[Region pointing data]
════════════════
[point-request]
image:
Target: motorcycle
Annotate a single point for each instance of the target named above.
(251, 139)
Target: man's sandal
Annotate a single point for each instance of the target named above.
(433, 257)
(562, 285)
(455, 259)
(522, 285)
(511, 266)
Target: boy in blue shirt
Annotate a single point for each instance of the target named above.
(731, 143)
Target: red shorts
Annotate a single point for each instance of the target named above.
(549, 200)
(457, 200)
════════════════
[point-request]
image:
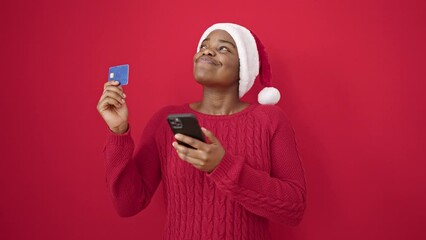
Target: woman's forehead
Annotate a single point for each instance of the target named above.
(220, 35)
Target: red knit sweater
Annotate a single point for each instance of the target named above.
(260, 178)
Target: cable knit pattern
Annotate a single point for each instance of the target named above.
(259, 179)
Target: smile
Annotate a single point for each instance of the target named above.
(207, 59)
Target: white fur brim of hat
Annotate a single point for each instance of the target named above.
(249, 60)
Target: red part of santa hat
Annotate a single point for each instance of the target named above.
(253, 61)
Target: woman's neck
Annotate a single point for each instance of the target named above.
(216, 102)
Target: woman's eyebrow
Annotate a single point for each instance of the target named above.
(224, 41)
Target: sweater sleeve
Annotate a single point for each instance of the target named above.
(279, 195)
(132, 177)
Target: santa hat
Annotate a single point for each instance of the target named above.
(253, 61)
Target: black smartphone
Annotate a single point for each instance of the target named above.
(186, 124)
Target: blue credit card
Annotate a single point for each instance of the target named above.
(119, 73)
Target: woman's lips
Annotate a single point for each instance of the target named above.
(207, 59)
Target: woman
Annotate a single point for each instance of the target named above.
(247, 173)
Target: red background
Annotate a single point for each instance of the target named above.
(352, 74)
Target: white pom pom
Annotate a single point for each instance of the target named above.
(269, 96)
════════════════
■ **Task to complete**:
Where a line above holds the word "woman", copy it.

■ **Answer for the task**:
Target: woman's forehead
Target: woman's neck
Target: woman's eyebrow
Target: woman's lips
Target: woman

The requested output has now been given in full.